_TASK OBJECTIVE:_ Continue the outlier-detection abstract below, picking up right after its final sentence.

_TEXT SECTION:_
Background: Currently, a major challenge is the treatment and interpretation of actual data. Data
sets are often high-dimensional, have small number of observations and are noisy. Furthermore, in recent
years, many approaches have been suggested for integrating continuous with categorical/ordinal data, in
order to capture the information which is lost in independent studies.
Objective: The aim of this paper is to develop a statistical tool for the detection of outliers adapted to any
kind of features and to high-dimensional data.
Method: Data is an nxp data matrix (n<<p) where the rows correspond to observations, the columns
correspond to any kind of features. The new procedure is based on the distances between all the observations
and offers a ranking by assigning each observation a value reflecting its degree of outlyingness. It was
evaluated by simulation and by using actual data from clinical and genetic studies.

_GIVEN RECORDS:_

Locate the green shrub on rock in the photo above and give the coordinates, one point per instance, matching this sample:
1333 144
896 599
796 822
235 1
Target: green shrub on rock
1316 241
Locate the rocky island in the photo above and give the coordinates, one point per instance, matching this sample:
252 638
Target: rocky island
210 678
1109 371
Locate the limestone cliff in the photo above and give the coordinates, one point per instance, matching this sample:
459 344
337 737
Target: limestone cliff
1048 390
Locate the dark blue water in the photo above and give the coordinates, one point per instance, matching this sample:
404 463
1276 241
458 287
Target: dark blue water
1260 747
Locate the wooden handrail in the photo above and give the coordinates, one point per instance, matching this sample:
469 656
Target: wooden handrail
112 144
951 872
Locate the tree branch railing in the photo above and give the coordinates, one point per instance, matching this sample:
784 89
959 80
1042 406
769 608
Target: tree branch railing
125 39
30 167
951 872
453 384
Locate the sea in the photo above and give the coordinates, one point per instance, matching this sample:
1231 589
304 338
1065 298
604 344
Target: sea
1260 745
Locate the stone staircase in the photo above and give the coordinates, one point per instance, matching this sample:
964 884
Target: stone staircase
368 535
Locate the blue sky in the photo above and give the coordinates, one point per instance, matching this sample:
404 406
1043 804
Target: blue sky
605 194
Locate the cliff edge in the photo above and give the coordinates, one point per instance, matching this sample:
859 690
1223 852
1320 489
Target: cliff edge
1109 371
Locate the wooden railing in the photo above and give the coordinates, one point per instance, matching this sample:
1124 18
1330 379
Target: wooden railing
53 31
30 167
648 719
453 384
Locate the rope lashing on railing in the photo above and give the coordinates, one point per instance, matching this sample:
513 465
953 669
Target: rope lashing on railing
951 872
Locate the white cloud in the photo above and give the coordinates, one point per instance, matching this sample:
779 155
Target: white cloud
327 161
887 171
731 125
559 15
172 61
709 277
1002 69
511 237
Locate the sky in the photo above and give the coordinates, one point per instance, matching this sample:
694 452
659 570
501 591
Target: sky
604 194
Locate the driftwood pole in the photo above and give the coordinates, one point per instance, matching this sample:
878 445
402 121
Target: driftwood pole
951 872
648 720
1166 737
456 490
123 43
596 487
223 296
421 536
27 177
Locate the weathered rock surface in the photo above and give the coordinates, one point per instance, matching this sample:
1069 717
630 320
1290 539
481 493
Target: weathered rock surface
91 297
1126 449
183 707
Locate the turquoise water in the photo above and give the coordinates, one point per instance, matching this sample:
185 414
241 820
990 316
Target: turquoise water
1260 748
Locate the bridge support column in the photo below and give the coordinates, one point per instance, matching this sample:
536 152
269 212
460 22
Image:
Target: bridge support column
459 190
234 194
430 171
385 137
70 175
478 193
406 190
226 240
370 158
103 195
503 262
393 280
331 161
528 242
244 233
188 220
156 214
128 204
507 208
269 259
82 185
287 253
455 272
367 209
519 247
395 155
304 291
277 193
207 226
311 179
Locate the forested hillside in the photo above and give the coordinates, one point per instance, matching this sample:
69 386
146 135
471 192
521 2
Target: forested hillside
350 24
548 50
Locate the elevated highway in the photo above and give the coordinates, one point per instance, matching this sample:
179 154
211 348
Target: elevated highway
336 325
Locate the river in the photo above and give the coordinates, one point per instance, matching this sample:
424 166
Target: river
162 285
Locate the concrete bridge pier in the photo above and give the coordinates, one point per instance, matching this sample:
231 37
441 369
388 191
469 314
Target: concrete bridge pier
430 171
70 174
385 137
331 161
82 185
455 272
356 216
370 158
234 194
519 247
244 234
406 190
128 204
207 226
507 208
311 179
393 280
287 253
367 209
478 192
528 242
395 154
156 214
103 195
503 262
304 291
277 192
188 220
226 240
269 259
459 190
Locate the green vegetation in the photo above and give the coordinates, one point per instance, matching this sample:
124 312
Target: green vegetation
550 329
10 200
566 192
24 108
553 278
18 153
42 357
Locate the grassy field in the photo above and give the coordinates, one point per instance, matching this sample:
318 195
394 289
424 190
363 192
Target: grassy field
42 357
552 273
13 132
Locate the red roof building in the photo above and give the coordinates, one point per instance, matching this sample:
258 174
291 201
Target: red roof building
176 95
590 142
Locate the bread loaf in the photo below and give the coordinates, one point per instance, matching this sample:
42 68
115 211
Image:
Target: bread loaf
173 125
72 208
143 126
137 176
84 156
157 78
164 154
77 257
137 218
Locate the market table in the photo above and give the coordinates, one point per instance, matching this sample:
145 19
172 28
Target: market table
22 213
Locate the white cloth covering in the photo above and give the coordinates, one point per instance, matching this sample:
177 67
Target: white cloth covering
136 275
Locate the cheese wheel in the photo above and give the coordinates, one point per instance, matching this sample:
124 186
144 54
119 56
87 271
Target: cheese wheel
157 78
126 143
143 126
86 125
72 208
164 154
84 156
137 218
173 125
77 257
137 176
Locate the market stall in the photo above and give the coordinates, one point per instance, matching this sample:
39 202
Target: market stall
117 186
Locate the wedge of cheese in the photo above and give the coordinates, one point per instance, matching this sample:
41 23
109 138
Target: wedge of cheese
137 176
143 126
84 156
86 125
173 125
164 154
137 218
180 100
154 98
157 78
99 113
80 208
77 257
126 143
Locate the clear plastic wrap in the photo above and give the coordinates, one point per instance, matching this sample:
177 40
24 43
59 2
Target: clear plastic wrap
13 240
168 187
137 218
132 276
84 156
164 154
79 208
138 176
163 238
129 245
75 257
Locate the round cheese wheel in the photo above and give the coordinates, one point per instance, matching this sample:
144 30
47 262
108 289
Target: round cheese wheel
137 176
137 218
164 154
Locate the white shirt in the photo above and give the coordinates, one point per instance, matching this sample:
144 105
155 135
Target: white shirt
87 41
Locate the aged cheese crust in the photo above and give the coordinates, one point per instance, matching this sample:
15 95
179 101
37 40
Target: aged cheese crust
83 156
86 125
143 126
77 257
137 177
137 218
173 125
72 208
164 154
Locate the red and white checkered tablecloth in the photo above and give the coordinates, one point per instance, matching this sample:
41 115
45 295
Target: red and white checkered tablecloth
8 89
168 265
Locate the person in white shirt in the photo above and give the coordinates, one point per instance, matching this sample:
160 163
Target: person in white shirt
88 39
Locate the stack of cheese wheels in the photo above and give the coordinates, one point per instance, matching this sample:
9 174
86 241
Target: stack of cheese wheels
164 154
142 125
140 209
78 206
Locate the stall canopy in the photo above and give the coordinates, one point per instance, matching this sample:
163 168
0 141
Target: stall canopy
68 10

_WRITTEN RESPONSE:_
Results: The simulation studies showed that the procedure correctly identified the outliers, was robust in
front of the masking effect and was useful in the detection of noise. With simulated two-sample microarray
data sets, it correctly detected outliers, especially when many genes showed increased expression only for a
small number of samples. The method was applied to adult lymphoid malignancies, human liver cancer and
autism multiplex families’ data sets obtaining good and valuable results.
Conclusion: The actual and simulation studies show the efficiency of the procedure, offering a useful tool in
those applications where the detection of outliers or noise is relevant.